------ Teks yang Diberikan

Selasa 10 Mar 2015 16:00 WIB

Keruntuhan Bone dalam Novel Eks Pemred Republika

Rep: Priyantono Oemar/ Red: Djibril Muhammad
Buku Rumpa'na Bone, Runtuhnya Kerajaan Bone
Buku Rumpa'na Bone, Runtuhnya Kerajaan Bone

REPUBLIKA.CO.ID,

Judul     : Rumpa'na Bone, Runtuhnya Kerajaan Bone

Penulis  : Andi Makmur Makka

Halaman: 199

Meski novel Rumpa’na Bone yang akan diluncurkan pada Rabu (11/3) ini menampilkan kisah peperangan hingga tertangkapnya Raja Bone, Andi Makmur Makka masih bisa menampilkan kalimat-kalimat romantis.

"Begitu pula jika saja kabut-kabut malam bisa ia ramu bercampur dengan bunga melati, akan ia tuangkan di kolam pemandian I Bunga Rosi," tulis Makka menggambarkan pemuda Petta Sele’ yang sedang jatuh cinta (halaman 9).

------------

[Daftar Tugas]
a - Salin persis bagian ulasan novel Rumpa'na Bone yang dimulai dengan "Judul     : Rumpa'na" dan berlanjut sampai "menampilkan kalimat-kalimat romantis.".
b - Jawablah pertanyaan berikut berdasarkan ulasan novel Rumpa'na Bone.
(i) Berapa jumlah halaman buku tersebut?
(ii) Pada hari dan tanggal berapa novel itu akan diluncurkan?
(iii) Siapa nama pemuda yang digambarkan sedang jatuh cinta?
Baris-baris data tidak ada kaitannya dengan pekerjaan ini.

------ Data Mentah

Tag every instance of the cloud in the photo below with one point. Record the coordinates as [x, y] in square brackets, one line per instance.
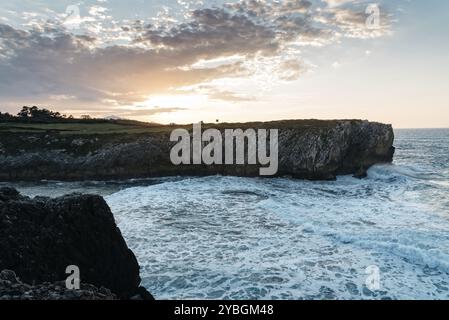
[49, 63]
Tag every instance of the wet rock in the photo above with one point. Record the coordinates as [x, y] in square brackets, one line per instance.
[41, 237]
[309, 149]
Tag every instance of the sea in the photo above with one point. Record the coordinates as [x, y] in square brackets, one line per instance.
[383, 237]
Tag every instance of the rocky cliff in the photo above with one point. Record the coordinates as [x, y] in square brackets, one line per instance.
[41, 237]
[308, 149]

------------

[Jawaban yang Diharapkan]
a -
Judul     : Rumpa'na Bone, Runtuhnya Kerajaan Bone

Penulis  : Andi Makmur Makka

Halaman: 199

Meski novel Rumpa’na Bone yang akan diluncurkan pada Rabu (11/3) ini menampilkan kisah peperangan hingga tertangkapnya Raja Bone, Andi Makmur Makka masih bisa menampilkan kalimat-kalimat romantis.

b -
(i) 199 halaman.
(ii) Rabu (11/3).
(iii) Petta Sele'.